> [Direction] Decide whether each statement agrees with the forum thread below, answering yes or no and quoting the words of the thread that decide it. 1. One commenter says Intel's latest microarchitecture does partial store forwarding. 2. The thread says that C, unlike C++, lacks atomic reads and writes of user-defined types. 3. One commenter believes the trick of writing 64 bits and reading 32 works on SPARC.

> [Page excerpt]
There's no ub if you use the compiler extension, just totally clear code that does the right thing

MaxBarraclough · 2024-05-12T18:47:42

> If you do the loads as uint32, you lose the single atomic operations on two different values which was the whole point of this exercise.

There's no need for any flirting with undefined behaviour through type-punning.

When doing the atomic write, you prepare the uint64_t value to write by using bitwise operations, and then perform the atomic write of the resultant uint64_t value.

When doing the atomic read, you atomically read the uint64_t value, then use bitwise operations to unpack the original pair of uint32_t values.

Put differently, writing is done by pack-then-atomically-write, and reading is done by atomically-read-then-unpack.

Turns out we're both overthinking it though, there's a more direct way: use a struct containing an array of 2 uint32_t elements, or declare a struct with 2 uint32_t members. Both C and C++ support atomic reads and writes of user-defined types. For a C++ example showing this see [0]. This will be atomic and, presumably, should be lock-free where possible (hard to imagine the compiler would introduce padding in the struct type that would sabotage this).

> Using a single uint64 as the memory type works, but you no longer have two different names fields and have to pack/unpack them by hand.

Yes, the stored variable would hold 2 different meaningful values, which is a little ugly.

> There's no ub if you use the compiler extension, just totally clear code that does the right thing

Anyone with a deep knowledge of the language will quickly recognise it as incorrect per the language standard. I wouldn't call that totally clear code that does the right thing.

Your proposed solution is only assured to behave as expected if the correct compiler-specific flags are used, otherwise it will introduce undefined behaviour. There's no guarantee that a compiler will even offer such a flag. It's also likely to trigger compiler warnings.

[0] https://en.cppreference.com/w/cpp/atomic/atomic

gpderetta · 2024-05-12T00:12:21

Note that writing 64 bits and reading 32 (or viceversa) is not a way to get around fences on x86. It is explicitly documented as begin undefined. In most cases it will fail to store-forward that will stall and act as an implicit fence, but in some cases the CPU can do partial store forwarding, breaking it.

AFAIK this trick does work on SPARC though.

moonchild · 2024-05-12T00:29:48

It's not documented as being undefined; it's simply not documented at all.

Intel's latest uarch does partial store forwarding.

There was a paper from a few years ago trying to define semantics for mixed-size accesses (not for x86 though) https://www.cl.cam.ac.uk/~pes20/popl17/mixed-size.pdf

I don't think the parent was talking about this, though; they were just talking about using a single large physical location, which logically contains multiple smaller values. Accesses to a single location happen order, so there is indeed no need for fencing between accesses to it. Usually you get a full 128 bits (at least amd64/aarch64/ppc64; not riscv yet but I expect they will get there).

That said—mixed-size can be useful despite the lack of semantics (I think linux uses them in a few places?). sooo

gpderetta · 2024-05-12T10:04:39

Ah, right, it was about guaranteed total order on all stores in a single memory location.

Re colocation and x86, IIRC the intel memory model has wordings regarding read and writes to a a memory location having to be of the same size to take advantage of the memory model guarantees.

moonchild · 2024-05-12T18:11:17

total order on all accesses to a given location—loads from a single location can't be reordered w.r.t. each other either

i don't remember seeing any wording relating to mixed-size accesses in the intel manual (not withstanding that the official models are ... ambiguous, to say the least, compared with what 3rd-party researchers have done)

> [Data shown]
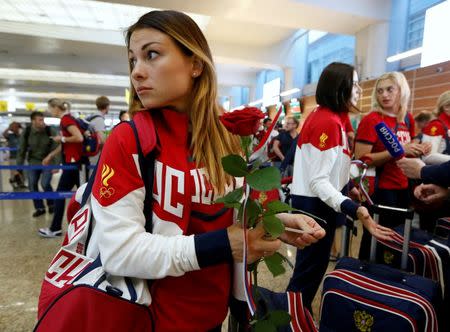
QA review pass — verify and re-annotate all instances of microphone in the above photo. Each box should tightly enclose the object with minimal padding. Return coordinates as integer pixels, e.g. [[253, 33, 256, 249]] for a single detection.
[[375, 122, 405, 160]]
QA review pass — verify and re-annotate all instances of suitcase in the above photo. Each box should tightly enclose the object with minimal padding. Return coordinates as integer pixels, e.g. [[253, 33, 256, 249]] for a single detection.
[[319, 206, 442, 332]]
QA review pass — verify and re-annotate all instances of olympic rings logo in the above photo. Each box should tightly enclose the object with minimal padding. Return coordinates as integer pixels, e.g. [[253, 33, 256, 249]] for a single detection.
[[100, 187, 116, 198]]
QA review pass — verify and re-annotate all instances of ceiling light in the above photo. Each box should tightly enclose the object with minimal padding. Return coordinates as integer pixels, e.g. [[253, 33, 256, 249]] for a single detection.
[[280, 88, 300, 97], [0, 0, 210, 31], [0, 68, 130, 87], [386, 47, 423, 62]]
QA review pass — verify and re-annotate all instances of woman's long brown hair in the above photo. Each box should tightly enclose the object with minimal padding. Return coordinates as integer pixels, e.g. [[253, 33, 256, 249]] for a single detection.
[[126, 10, 241, 193]]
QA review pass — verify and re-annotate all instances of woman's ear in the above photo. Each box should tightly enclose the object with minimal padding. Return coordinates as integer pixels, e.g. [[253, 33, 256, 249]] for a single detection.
[[192, 55, 203, 78]]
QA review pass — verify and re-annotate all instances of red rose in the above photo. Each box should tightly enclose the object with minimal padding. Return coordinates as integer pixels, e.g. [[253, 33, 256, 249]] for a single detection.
[[220, 107, 264, 136]]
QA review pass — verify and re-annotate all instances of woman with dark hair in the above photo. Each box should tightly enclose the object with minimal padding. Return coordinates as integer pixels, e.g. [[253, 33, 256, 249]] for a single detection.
[[288, 62, 391, 307], [119, 111, 130, 122], [59, 10, 324, 331]]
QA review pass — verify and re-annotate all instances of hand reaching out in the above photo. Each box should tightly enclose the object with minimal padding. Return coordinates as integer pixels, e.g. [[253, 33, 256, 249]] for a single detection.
[[227, 223, 281, 263], [356, 206, 394, 240], [277, 213, 325, 249], [414, 184, 450, 204]]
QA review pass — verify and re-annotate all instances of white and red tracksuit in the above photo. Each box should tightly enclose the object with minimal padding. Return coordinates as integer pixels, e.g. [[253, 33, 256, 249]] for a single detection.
[[88, 110, 243, 331]]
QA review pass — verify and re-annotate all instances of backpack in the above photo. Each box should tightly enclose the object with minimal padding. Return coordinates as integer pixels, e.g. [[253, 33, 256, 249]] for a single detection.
[[74, 114, 100, 157], [34, 121, 155, 332], [436, 119, 450, 154], [23, 125, 53, 151]]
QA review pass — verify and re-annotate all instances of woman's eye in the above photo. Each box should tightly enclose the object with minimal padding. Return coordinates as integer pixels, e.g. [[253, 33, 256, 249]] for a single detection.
[[147, 51, 158, 60]]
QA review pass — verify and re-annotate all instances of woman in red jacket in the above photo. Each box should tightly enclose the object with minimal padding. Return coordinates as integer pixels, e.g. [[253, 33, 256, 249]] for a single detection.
[[73, 11, 324, 331], [355, 72, 429, 258]]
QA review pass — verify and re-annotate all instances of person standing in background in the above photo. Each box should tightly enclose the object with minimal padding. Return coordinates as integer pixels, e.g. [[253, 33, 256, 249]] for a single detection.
[[355, 72, 429, 259], [17, 111, 58, 217], [39, 98, 83, 238], [50, 10, 324, 332], [414, 111, 432, 143], [119, 111, 130, 122], [287, 62, 391, 309], [3, 121, 26, 189], [273, 116, 300, 169], [422, 90, 450, 165], [86, 96, 111, 165]]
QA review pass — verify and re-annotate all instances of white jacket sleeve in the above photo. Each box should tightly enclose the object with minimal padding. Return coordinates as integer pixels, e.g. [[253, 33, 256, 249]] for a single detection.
[[91, 188, 199, 279]]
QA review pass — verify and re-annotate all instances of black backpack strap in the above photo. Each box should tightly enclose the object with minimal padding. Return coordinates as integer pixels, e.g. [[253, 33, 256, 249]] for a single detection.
[[127, 120, 155, 233], [23, 125, 31, 146], [436, 118, 450, 154]]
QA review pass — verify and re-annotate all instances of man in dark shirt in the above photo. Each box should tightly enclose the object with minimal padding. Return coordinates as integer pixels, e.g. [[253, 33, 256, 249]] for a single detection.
[[17, 111, 58, 217], [273, 116, 300, 176]]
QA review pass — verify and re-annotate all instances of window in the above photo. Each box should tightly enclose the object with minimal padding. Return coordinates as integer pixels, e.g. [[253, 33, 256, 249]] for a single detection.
[[405, 0, 443, 51], [307, 34, 355, 83]]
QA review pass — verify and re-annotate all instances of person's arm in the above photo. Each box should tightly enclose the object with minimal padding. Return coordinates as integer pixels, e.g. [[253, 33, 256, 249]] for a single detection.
[[53, 125, 83, 143], [301, 124, 391, 239], [273, 138, 284, 161], [280, 136, 299, 171], [88, 126, 280, 279], [42, 144, 62, 166], [17, 128, 30, 165], [420, 161, 450, 187], [355, 141, 392, 166], [2, 125, 11, 139]]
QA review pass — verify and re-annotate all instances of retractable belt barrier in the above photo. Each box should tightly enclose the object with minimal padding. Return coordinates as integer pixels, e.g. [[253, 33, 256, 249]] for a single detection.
[[0, 191, 75, 201], [0, 163, 95, 197]]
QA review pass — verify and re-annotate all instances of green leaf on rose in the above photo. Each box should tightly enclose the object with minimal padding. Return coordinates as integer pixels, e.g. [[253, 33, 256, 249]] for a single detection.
[[264, 253, 286, 277], [264, 201, 296, 216], [246, 199, 263, 228], [241, 136, 252, 160], [263, 215, 284, 238], [268, 310, 291, 326], [253, 320, 277, 332], [214, 187, 244, 209], [245, 167, 281, 191], [222, 154, 248, 177], [252, 159, 263, 171]]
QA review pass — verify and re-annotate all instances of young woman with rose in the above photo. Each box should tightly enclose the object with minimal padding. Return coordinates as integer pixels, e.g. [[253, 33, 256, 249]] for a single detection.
[[288, 62, 391, 308], [72, 11, 324, 331]]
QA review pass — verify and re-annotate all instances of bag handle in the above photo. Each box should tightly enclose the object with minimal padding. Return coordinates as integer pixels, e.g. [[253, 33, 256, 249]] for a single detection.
[[128, 120, 155, 233]]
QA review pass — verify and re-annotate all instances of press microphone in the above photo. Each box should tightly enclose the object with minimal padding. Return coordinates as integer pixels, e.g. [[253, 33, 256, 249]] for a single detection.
[[375, 122, 405, 160]]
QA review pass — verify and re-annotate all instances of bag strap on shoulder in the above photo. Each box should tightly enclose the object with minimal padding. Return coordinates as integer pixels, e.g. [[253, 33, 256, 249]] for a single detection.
[[127, 120, 155, 233]]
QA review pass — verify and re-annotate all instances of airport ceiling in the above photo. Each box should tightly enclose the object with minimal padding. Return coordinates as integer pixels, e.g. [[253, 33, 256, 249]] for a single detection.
[[0, 0, 390, 113]]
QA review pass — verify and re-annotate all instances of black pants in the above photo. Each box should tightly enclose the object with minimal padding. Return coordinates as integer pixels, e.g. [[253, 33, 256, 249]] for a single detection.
[[50, 164, 80, 232], [359, 189, 411, 260], [287, 195, 345, 309]]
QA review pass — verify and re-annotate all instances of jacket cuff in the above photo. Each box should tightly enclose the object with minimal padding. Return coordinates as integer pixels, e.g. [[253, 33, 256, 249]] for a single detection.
[[194, 229, 233, 268], [341, 199, 359, 220]]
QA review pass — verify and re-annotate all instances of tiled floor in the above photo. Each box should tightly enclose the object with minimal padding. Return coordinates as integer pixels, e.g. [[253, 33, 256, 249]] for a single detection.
[[0, 172, 361, 332]]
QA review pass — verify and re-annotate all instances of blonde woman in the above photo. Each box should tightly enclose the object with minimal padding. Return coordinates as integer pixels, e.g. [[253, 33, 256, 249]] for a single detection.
[[355, 72, 427, 258], [70, 11, 324, 331], [422, 90, 450, 164]]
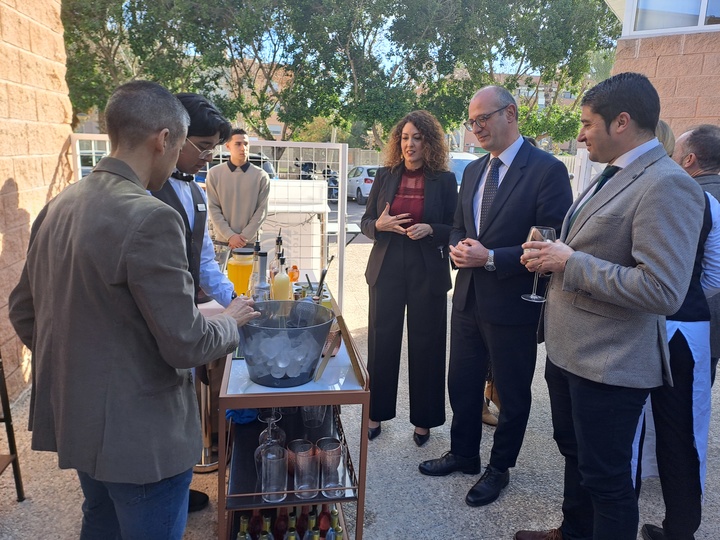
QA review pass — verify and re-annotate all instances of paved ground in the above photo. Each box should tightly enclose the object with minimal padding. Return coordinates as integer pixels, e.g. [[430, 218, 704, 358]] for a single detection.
[[0, 242, 720, 540]]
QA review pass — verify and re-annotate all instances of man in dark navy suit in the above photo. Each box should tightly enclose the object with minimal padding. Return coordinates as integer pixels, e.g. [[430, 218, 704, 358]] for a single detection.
[[420, 86, 572, 506]]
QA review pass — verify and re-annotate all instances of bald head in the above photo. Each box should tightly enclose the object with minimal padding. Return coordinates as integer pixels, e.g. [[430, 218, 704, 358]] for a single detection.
[[673, 124, 720, 177]]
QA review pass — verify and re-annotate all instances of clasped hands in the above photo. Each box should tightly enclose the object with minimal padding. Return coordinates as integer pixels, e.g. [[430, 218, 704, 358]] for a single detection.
[[520, 240, 575, 274], [223, 296, 260, 326], [450, 238, 489, 268], [228, 233, 247, 249], [375, 203, 432, 240]]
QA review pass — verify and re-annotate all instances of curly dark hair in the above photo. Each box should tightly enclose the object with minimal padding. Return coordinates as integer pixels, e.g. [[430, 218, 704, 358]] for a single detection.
[[383, 110, 449, 171]]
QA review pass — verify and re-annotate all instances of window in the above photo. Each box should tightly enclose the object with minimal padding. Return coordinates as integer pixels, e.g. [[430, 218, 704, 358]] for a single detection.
[[626, 0, 720, 33]]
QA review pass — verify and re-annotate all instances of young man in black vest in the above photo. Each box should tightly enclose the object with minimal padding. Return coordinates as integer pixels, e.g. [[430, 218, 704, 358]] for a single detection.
[[153, 93, 235, 512]]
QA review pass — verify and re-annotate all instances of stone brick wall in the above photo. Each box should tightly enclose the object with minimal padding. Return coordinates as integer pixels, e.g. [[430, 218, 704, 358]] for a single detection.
[[0, 0, 72, 399], [613, 32, 720, 137]]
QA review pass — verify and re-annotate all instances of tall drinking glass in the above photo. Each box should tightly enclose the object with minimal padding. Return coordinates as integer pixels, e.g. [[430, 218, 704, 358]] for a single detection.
[[521, 225, 555, 303]]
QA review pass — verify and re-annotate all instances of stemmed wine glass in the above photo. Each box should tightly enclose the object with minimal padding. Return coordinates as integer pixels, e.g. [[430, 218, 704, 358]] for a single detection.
[[521, 225, 555, 303], [255, 407, 287, 480]]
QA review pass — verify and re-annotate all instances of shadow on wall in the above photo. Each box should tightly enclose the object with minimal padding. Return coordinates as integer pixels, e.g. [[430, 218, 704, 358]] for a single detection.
[[0, 178, 30, 395], [0, 137, 73, 399]]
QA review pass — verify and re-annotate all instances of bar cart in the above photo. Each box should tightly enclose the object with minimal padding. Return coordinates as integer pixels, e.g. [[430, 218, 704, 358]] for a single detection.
[[218, 314, 370, 540]]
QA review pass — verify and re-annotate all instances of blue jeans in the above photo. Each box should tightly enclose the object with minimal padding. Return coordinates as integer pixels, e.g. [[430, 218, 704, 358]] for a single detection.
[[78, 469, 192, 540]]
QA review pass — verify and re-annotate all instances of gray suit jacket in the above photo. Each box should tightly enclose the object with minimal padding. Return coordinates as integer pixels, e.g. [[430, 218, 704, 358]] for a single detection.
[[544, 145, 705, 388], [9, 158, 238, 484]]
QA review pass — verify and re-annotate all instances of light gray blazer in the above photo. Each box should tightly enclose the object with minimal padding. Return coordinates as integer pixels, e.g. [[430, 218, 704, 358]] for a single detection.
[[9, 158, 238, 484], [544, 145, 705, 388]]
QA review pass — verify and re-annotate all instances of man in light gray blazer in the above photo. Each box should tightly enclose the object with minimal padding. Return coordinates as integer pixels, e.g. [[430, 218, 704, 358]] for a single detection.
[[9, 81, 257, 540], [515, 73, 705, 540]]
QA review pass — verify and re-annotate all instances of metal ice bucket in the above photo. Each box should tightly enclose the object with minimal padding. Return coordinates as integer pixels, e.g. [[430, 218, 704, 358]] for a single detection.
[[241, 300, 334, 388]]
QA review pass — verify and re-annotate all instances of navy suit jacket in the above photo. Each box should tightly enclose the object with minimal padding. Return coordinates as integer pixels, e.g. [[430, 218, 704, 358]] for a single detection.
[[360, 166, 457, 294], [450, 141, 572, 325]]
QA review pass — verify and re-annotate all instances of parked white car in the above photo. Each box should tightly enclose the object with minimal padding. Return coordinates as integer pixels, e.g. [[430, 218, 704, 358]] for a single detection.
[[449, 152, 480, 190], [347, 165, 380, 205]]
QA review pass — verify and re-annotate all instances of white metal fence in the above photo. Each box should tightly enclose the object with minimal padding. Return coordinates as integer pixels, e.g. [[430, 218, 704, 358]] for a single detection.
[[70, 134, 348, 308]]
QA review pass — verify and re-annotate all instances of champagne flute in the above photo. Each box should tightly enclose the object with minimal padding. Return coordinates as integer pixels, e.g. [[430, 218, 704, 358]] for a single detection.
[[521, 225, 555, 303]]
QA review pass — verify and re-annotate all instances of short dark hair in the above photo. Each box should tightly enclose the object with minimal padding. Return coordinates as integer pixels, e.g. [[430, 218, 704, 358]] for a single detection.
[[228, 128, 247, 139], [683, 124, 720, 173], [105, 81, 190, 148], [581, 72, 660, 134], [175, 92, 232, 144]]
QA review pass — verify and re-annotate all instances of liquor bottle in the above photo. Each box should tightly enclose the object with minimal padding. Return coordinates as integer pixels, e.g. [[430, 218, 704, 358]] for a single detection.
[[248, 233, 260, 298], [317, 504, 330, 538], [235, 516, 252, 540], [283, 510, 299, 540], [273, 506, 289, 540], [295, 506, 315, 540], [272, 252, 292, 300], [248, 510, 263, 540], [252, 251, 270, 302], [325, 508, 340, 540], [268, 228, 282, 284], [261, 516, 275, 540], [288, 264, 300, 283]]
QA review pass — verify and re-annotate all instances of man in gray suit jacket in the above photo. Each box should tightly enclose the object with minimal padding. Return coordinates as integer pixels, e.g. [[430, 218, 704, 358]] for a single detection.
[[515, 73, 705, 540], [9, 81, 258, 540]]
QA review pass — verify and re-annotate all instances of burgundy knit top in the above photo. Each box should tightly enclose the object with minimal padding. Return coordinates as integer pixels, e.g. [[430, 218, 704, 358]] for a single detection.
[[390, 167, 425, 229]]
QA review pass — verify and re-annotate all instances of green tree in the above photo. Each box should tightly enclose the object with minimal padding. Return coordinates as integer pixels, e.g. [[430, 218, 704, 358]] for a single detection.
[[61, 0, 216, 127]]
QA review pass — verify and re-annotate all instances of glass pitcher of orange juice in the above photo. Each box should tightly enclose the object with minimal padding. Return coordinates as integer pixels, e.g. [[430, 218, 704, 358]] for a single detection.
[[227, 248, 253, 296]]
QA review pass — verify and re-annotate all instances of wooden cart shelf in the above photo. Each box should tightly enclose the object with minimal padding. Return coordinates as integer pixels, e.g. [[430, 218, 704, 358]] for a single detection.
[[218, 312, 370, 540]]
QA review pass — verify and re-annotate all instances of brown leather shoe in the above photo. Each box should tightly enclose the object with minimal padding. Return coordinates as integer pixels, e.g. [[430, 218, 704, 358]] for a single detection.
[[514, 529, 562, 540]]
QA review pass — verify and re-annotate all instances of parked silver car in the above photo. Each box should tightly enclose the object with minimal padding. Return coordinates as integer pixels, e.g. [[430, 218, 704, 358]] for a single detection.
[[347, 165, 380, 205]]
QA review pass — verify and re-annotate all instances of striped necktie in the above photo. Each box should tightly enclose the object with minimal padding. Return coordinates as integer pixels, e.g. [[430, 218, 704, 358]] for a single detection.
[[568, 165, 620, 230], [478, 158, 502, 232]]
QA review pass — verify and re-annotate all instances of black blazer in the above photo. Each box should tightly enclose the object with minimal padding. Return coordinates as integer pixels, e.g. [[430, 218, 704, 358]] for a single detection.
[[360, 165, 457, 294], [450, 141, 572, 325]]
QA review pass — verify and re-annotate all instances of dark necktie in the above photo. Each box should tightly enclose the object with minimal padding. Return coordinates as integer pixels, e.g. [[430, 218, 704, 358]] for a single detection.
[[568, 165, 620, 230], [170, 169, 195, 182], [478, 158, 502, 232]]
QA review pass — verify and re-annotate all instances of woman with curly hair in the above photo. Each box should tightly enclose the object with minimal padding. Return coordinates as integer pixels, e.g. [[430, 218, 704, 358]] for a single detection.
[[361, 111, 457, 446]]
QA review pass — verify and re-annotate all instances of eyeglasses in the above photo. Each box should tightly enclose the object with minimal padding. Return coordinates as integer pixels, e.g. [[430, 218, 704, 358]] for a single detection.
[[185, 139, 220, 159], [463, 104, 510, 131]]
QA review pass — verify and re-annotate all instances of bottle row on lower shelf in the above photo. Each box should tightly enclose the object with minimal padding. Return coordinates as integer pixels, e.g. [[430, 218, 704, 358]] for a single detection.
[[230, 504, 343, 540]]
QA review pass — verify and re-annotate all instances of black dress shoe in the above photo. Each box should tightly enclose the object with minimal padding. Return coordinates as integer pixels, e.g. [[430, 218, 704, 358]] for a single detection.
[[188, 489, 210, 512], [418, 452, 480, 476], [413, 429, 430, 446], [640, 523, 665, 540], [465, 465, 510, 506]]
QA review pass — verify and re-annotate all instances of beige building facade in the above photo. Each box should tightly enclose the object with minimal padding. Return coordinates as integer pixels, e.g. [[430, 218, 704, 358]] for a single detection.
[[0, 0, 71, 399], [613, 32, 720, 136], [606, 0, 720, 137]]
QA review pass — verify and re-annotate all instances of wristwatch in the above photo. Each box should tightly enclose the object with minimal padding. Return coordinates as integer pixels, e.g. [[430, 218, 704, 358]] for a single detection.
[[485, 249, 495, 272]]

> [Answer to this problem]
1. Yes: "Intel's latest uarch does partial store forwarding."
2. No: "Both C and C++ support atomic reads and writes of user-defined types."
3. Yes: "AFAIK this trick does work on SPARC though."